### [AIM]
Exactly reproduce the line containing "Practice step: find the dark jacket" and all later lines to the end of the entries, leaving the pictures out of your copy.

Location labeling records:
------

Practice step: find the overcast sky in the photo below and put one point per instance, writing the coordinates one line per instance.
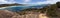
(29, 1)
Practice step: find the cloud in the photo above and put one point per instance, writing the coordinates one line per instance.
(48, 2)
(6, 2)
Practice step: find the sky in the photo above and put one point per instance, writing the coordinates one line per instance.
(28, 1)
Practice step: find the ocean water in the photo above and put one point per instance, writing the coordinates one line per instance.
(20, 8)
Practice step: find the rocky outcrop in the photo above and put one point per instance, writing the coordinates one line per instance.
(8, 14)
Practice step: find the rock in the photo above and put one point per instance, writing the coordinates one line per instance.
(8, 14)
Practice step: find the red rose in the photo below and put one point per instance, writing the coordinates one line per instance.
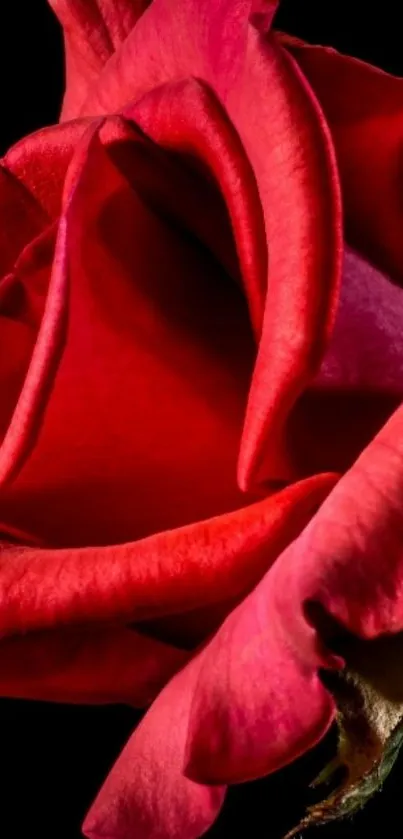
(191, 357)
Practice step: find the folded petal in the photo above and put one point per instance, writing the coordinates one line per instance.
(176, 571)
(146, 794)
(364, 108)
(360, 381)
(300, 199)
(93, 30)
(259, 701)
(87, 666)
(172, 41)
(40, 162)
(131, 348)
(22, 219)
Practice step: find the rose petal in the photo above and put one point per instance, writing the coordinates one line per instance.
(146, 794)
(360, 382)
(204, 39)
(22, 219)
(93, 30)
(87, 666)
(40, 162)
(300, 197)
(364, 108)
(259, 701)
(132, 350)
(175, 571)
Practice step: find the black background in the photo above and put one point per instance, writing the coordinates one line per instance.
(53, 758)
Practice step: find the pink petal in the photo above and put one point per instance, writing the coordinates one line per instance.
(176, 571)
(93, 30)
(87, 666)
(360, 382)
(364, 108)
(40, 162)
(300, 202)
(203, 39)
(116, 317)
(146, 794)
(259, 701)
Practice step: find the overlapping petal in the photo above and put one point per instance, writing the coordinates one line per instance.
(259, 701)
(363, 106)
(93, 30)
(146, 794)
(100, 665)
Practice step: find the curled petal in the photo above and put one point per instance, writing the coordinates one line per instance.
(146, 794)
(259, 701)
(87, 666)
(175, 571)
(364, 108)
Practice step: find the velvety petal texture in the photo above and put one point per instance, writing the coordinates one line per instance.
(245, 719)
(363, 106)
(200, 435)
(93, 30)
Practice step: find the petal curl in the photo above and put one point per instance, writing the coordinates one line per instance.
(87, 666)
(146, 794)
(364, 108)
(259, 701)
(171, 572)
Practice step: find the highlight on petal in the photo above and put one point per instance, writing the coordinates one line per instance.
(293, 159)
(364, 108)
(360, 381)
(22, 219)
(207, 136)
(40, 162)
(259, 701)
(176, 571)
(87, 666)
(146, 794)
(93, 30)
(174, 41)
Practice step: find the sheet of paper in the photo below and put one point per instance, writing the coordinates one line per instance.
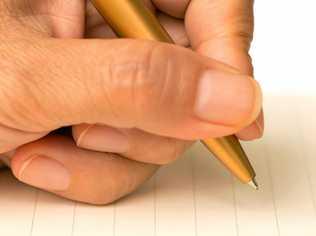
(194, 196)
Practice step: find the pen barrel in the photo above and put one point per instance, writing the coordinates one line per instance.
(132, 19)
(230, 153)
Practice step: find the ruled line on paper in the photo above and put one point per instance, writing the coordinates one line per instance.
(272, 191)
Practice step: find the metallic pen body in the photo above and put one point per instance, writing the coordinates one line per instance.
(131, 19)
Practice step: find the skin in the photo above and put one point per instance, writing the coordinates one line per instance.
(44, 59)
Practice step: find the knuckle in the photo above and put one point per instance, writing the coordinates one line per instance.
(17, 94)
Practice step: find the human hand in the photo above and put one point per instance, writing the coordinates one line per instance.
(145, 97)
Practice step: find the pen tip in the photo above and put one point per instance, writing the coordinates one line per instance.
(253, 184)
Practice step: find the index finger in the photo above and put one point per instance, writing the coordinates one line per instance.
(223, 30)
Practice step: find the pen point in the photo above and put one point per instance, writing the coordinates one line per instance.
(253, 184)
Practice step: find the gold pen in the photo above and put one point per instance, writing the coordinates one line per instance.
(132, 19)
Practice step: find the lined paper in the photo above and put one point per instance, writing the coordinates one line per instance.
(194, 196)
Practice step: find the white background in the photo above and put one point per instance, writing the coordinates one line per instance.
(284, 48)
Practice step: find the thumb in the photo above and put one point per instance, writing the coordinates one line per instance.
(158, 88)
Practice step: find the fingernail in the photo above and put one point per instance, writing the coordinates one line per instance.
(103, 139)
(45, 173)
(228, 99)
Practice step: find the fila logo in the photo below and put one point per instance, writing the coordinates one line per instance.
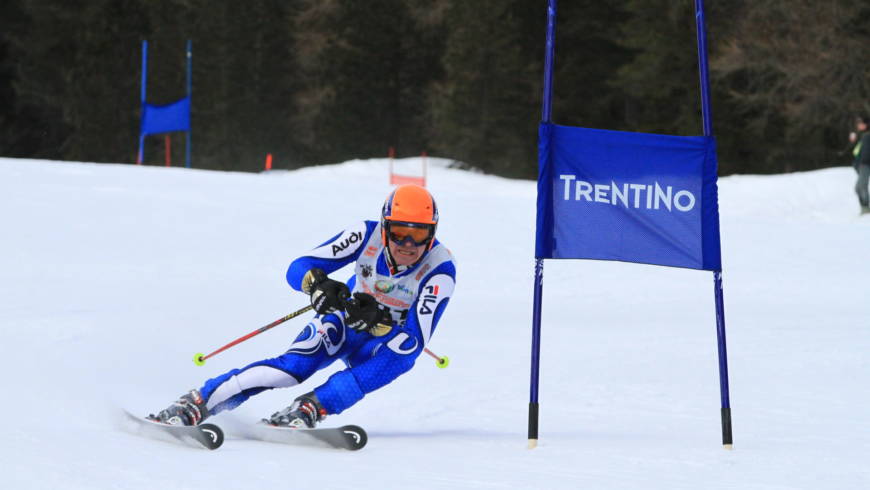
(431, 297)
(339, 247)
(212, 434)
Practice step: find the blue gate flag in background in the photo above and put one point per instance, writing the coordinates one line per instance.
(633, 197)
(166, 118)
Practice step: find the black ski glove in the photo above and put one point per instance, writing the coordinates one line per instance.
(327, 295)
(365, 314)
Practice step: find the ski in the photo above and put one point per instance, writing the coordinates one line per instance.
(208, 436)
(350, 437)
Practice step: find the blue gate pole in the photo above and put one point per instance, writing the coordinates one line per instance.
(546, 116)
(190, 102)
(703, 68)
(142, 93)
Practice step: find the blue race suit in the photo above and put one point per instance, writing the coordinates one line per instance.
(416, 298)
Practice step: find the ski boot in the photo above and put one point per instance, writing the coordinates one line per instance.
(189, 409)
(305, 412)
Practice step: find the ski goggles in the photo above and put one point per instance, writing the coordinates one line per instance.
(418, 234)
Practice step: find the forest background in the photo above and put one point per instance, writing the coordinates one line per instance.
(323, 81)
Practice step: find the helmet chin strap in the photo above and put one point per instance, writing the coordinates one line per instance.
(391, 262)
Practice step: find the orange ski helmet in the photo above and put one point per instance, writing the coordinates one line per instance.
(411, 212)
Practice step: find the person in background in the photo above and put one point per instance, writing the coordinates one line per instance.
(861, 151)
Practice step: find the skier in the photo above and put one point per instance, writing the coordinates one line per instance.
(402, 282)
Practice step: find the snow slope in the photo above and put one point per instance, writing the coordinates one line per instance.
(113, 276)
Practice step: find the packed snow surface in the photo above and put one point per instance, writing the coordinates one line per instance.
(114, 276)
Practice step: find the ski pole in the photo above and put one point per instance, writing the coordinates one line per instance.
(199, 358)
(441, 362)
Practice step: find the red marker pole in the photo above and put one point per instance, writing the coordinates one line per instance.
(168, 144)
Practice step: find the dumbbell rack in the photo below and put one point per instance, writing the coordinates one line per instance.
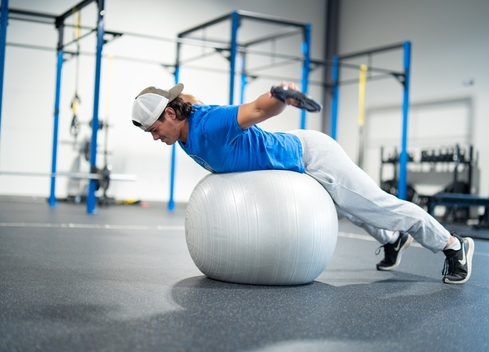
(455, 155)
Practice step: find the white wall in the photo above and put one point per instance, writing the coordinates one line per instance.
(450, 44)
(27, 119)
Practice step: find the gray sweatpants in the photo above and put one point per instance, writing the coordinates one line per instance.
(358, 198)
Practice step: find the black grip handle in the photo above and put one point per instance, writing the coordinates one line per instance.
(304, 102)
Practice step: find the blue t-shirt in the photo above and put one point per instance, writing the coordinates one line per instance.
(216, 142)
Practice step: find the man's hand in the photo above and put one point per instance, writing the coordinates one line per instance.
(289, 94)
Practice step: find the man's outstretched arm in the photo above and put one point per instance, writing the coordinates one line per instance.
(261, 109)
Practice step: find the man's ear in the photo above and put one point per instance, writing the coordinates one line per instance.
(171, 113)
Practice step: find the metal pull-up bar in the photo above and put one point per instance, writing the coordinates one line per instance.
(404, 78)
(234, 48)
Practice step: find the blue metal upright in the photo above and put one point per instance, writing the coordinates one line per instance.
(92, 186)
(3, 42)
(403, 157)
(235, 18)
(306, 67)
(336, 93)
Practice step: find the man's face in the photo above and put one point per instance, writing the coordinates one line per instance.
(167, 131)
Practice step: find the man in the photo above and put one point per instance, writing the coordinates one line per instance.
(227, 139)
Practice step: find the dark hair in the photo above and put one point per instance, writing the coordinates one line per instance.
(182, 108)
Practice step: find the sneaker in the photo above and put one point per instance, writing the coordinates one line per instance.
(458, 264)
(393, 252)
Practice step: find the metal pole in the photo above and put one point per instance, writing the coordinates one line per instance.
(232, 59)
(92, 187)
(403, 158)
(244, 78)
(3, 41)
(59, 69)
(334, 102)
(52, 196)
(171, 201)
(306, 66)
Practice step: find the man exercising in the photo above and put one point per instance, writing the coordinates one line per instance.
(227, 139)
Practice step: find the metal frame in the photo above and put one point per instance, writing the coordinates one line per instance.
(402, 77)
(234, 47)
(58, 21)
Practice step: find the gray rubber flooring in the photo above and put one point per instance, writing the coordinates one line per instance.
(123, 281)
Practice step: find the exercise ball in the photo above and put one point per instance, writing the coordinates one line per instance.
(268, 227)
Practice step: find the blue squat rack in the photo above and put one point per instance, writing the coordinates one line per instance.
(402, 77)
(59, 22)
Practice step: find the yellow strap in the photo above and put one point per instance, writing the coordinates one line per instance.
(361, 94)
(77, 26)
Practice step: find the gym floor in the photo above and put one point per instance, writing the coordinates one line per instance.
(123, 280)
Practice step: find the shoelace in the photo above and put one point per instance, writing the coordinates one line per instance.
(377, 251)
(449, 266)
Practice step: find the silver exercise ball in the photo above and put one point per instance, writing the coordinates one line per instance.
(263, 227)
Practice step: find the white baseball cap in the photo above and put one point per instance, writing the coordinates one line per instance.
(150, 104)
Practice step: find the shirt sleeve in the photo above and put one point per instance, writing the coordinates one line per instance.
(221, 124)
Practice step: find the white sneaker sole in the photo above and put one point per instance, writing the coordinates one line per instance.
(470, 254)
(398, 260)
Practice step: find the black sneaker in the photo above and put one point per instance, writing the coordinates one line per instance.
(393, 252)
(458, 264)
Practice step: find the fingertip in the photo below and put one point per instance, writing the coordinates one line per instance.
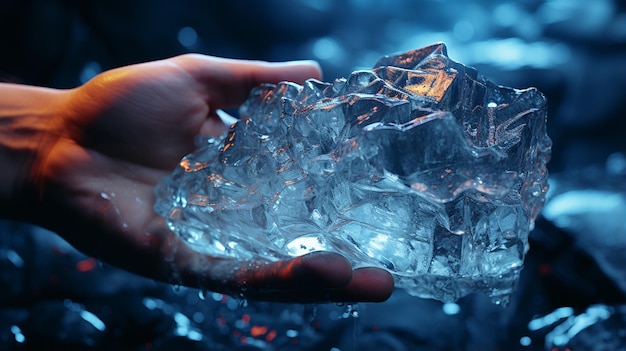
(370, 285)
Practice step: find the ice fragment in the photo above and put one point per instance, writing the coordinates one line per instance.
(419, 166)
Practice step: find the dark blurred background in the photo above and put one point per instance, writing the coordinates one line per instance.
(572, 291)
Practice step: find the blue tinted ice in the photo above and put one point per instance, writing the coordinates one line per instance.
(420, 166)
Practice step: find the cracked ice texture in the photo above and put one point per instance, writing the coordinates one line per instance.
(419, 166)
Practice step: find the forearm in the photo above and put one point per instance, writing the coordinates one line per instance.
(27, 123)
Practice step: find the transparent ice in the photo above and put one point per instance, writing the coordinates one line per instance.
(420, 166)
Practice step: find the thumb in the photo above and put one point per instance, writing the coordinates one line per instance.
(229, 81)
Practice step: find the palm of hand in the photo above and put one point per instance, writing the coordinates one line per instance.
(127, 129)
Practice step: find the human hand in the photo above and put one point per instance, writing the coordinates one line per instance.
(117, 136)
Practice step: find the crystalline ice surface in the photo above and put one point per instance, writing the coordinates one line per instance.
(420, 166)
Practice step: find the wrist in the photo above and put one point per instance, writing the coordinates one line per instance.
(29, 120)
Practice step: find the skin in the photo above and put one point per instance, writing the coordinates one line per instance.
(84, 162)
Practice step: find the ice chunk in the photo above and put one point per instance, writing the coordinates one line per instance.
(419, 166)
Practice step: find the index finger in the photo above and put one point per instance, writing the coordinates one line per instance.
(229, 81)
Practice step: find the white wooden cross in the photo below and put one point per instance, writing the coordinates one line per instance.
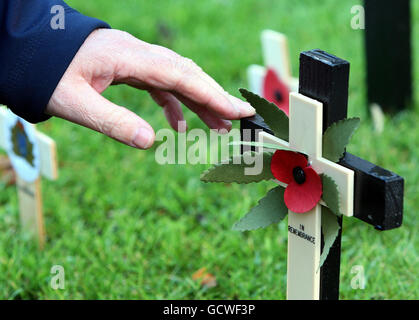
(28, 176)
(276, 57)
(304, 236)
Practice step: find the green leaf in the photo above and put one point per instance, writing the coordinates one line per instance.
(337, 136)
(331, 194)
(330, 230)
(274, 117)
(234, 169)
(270, 209)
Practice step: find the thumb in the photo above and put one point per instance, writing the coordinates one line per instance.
(89, 109)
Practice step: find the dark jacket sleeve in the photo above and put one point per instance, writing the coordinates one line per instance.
(34, 53)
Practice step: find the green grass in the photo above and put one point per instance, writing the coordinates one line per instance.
(123, 226)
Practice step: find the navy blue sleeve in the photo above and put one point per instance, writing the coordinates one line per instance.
(34, 55)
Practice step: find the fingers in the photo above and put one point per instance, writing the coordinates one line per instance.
(171, 107)
(212, 121)
(88, 108)
(161, 68)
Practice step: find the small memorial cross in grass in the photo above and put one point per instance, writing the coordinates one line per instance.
(32, 154)
(318, 181)
(274, 81)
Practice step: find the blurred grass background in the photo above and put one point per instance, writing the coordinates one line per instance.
(123, 226)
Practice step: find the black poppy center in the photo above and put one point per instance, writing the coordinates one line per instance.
(278, 95)
(299, 175)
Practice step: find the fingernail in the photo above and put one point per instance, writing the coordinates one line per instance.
(143, 139)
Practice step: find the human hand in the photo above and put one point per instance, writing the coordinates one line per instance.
(113, 57)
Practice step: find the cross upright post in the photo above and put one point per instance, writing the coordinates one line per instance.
(322, 97)
(32, 154)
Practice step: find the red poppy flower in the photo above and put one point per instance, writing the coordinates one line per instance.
(304, 188)
(276, 91)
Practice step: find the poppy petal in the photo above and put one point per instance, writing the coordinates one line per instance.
(276, 91)
(283, 162)
(300, 198)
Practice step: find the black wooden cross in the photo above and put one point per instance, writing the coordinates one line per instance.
(378, 194)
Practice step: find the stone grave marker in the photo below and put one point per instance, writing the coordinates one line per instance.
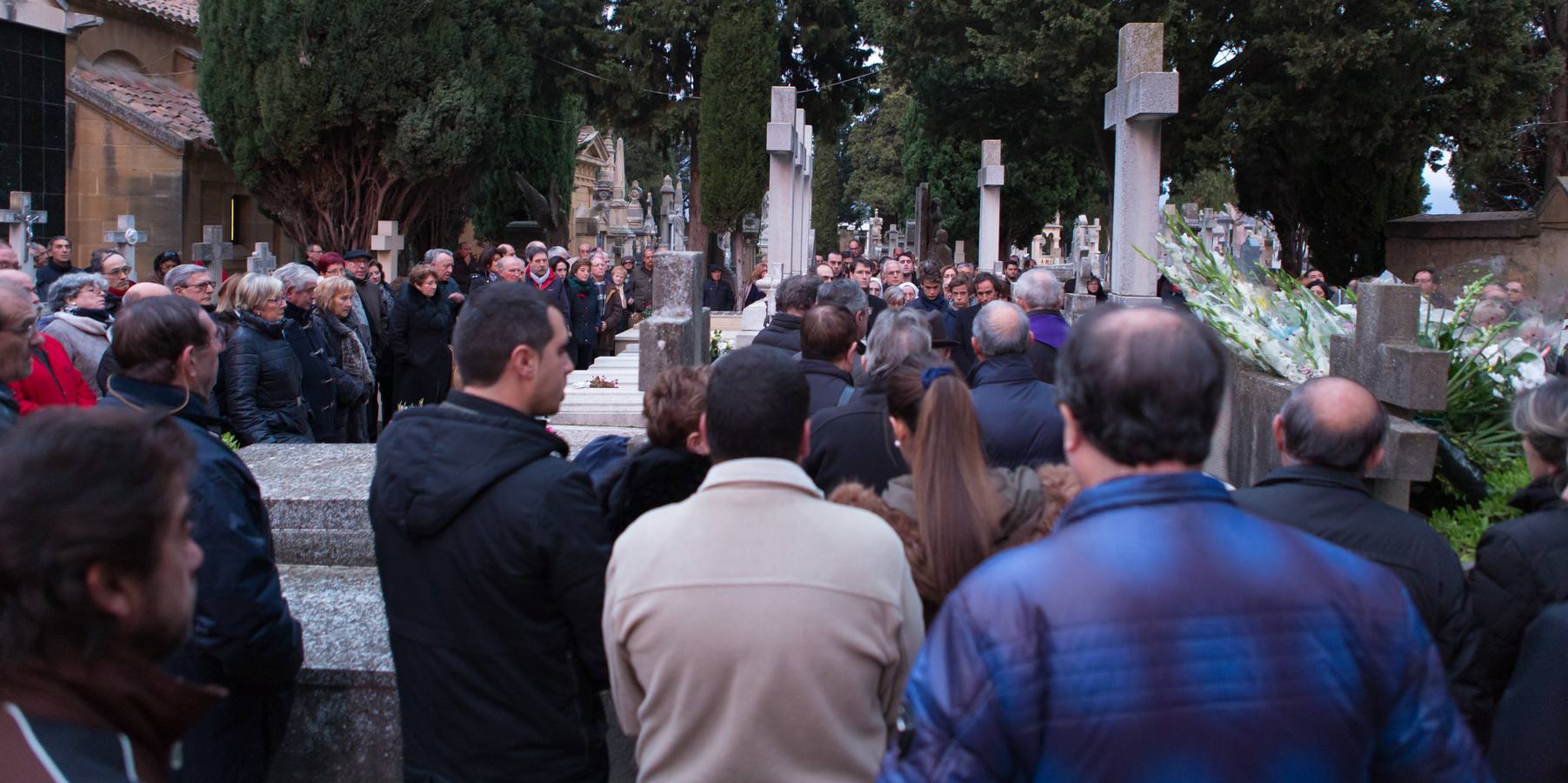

------

### [SOLUTION]
Practice step: find the dark jacket sleeve in the photo above and put one point per instance, writing the coordinates one line per instance.
(34, 53)
Practice step: find the green grass in the photo above and put one point per instance, writing the coordinates one line per instance.
(123, 226)
Practice step: find the navy blue sleeve in the photo above and put one point per instance, writing the coordinates one line per instance.
(34, 55)
Practice step: find the fingers in the photo above and put one point per instance, writing the coordinates one line per instance.
(171, 107)
(212, 121)
(88, 108)
(161, 68)
Practice step: find the small memorial cross in grass in the photo above and put one point per instance, writing the coordinates one line per instance.
(32, 154)
(318, 181)
(274, 81)
Practice step: find the blurred grass background in the photo above and put one point per instance, writing the coordinates one line per instance.
(123, 226)
Practice step: find the black poppy center in the photo above and put one point per instance, writing the coordinates one line per instance.
(278, 95)
(299, 175)
Practice step: find the fingernail in the photo above and put one point per instance, writing the coordinates one line per instance.
(143, 139)
Practice step: find the human hand in the photo above and put one point per instance, writing the coordinates one line per instance.
(113, 57)
Practice step: find the cross upright post in the photo above and put one point per instance, writing the coordinates one line per instance.
(322, 97)
(32, 154)
Practice step: find the red poppy flower in the photo above and put one point per instance, writing the coordinates one line per instance.
(304, 188)
(276, 91)
Practice step: find the poppy petal in the photo above and put one point per instance, writing the coordinates one line per instance.
(276, 91)
(283, 162)
(300, 198)
Practice step: find the black wooden cross in the photo above and put one point per instance, writing the coordinates one line per instance.
(378, 194)
Practice step: find the stone grave marker in the photo below and put one point per instance, writing the coordinates one line per instance.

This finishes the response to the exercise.